**Exercise passage:**
━━━━━━

With females the decision is a lot tougher. With males it's pretty cut and dry and easy to wait until 2 or not at all. With females the cancer rate actually increases if you wait until after a year. But by waiting as long as possible your helping to make sure they are grown as much as possible. The incidents of ACL tears in Goldens is actually higher if done early. You have to weigh everything and do what is best for your family. Remembering a heat cycle means 3 weeks of being very careful. Are you willing to take the precautions.

We weighed our options and felt it was best for us to spay Chloe at six months. It's a lot more dificult decision with a female because of the heat cycle. If you search at the top I am sure you can find articles and weigh the pros and cons. She will defintly have to be spayed to go to daycare. If there is a intact male that comes frequent that is another reason to do it. Or you will just have to say those few weeks no friends can come over.


----------



## Max's Dad (Apr 23, 2012)

We have had two female Goldens. Both were spayed at about 6 months. Both lived long, healthy lives. Both passed at about 14 years of age.


----------



## Kalhayd (May 4, 2016)

━━━━━━

**Information given:**
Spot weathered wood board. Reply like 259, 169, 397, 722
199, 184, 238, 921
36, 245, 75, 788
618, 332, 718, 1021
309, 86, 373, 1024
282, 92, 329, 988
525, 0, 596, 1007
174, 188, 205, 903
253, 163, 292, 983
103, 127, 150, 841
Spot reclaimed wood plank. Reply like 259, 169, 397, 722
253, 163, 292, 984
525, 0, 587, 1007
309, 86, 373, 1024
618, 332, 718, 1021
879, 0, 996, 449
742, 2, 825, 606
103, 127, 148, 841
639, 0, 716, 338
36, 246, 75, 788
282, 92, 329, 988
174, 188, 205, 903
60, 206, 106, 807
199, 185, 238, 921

━━━━━━

**Work to complete:** Translate this sentence from the forum thread on spaying female Goldens into Spanish: "With females the cancer rate actually increases if you wait until after a year." The records have nothing to do with the forum thread.

**Exercise solution:** Con las hembras, la tasa de cáncer en realidad aumenta si se espera hasta después de un año.